-- Start of GIVEN TEXT --
With its predecessor “Dead Space” lacking in variety and requiring the main character Isaac Clarke to constantly backtrack his way into the same scripted scares, Electronic Arts and Visceral’s newest installment does the opposite. “Dead Space 2” keeps you moving through a psychosis-inducing horror house, filled to the brim with some of the scariest monsters only a team of incredibly sick human beings could invent.
Beginning three years after the final events of the first game, Isaac awakens in the Sprawl, a civilian bubble built into one of Saturn’s moons. Instead of finding himself trapped on an abandoned “planet cracker” like the USG Ishimura from the initial installment, Isaac must navigate a massive station that was once home to happy families, supermalls and daycares. That’s right, there are evil babies.
In the first few seconds, we learn that Isaac hasn’t escaped from what he thought was once destroyed. His nightmare has followed him and he must now fight for his own sanity while trying to destroy the illusion of his dead girlfriend that haunts his mind. Is she really talking to him, or is it a figment of his imagination? Or perhaps, is it an alien marker trying to trick him so he can’t foil its evil plot a second time?
In this round, Isaac isn’t only equipped with a full arsenal of goodies. He has a voice and it’s an incredibly interesting one. The player can now not only become Isaac, but care about him as well. He’s smart, clever and has balls of steel. But best of all, his gadgets get the job done as long as you’ve got the ammo to use them.
-- End of GIVEN TEXT --
-- Start of INFORMATION SHOWN --
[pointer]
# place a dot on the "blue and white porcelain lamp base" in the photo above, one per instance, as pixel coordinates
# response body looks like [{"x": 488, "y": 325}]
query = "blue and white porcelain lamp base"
-- End of INFORMATION SHOWN --
TO DO
Answer these from the Dead Space 2 review above:
(a) How long after the final events of the first game does the new one begin?
(b) Where does Isaac awaken?
(c) What illusion is Isaac trying to destroy while he fights for his sanity?

TASK OUTPUT
(a) Three years.
(b) In the Sprawl, a civilian bubble built into one of Saturn's moons.
(c) The illusion of his dead girlfriend that haunts his mind.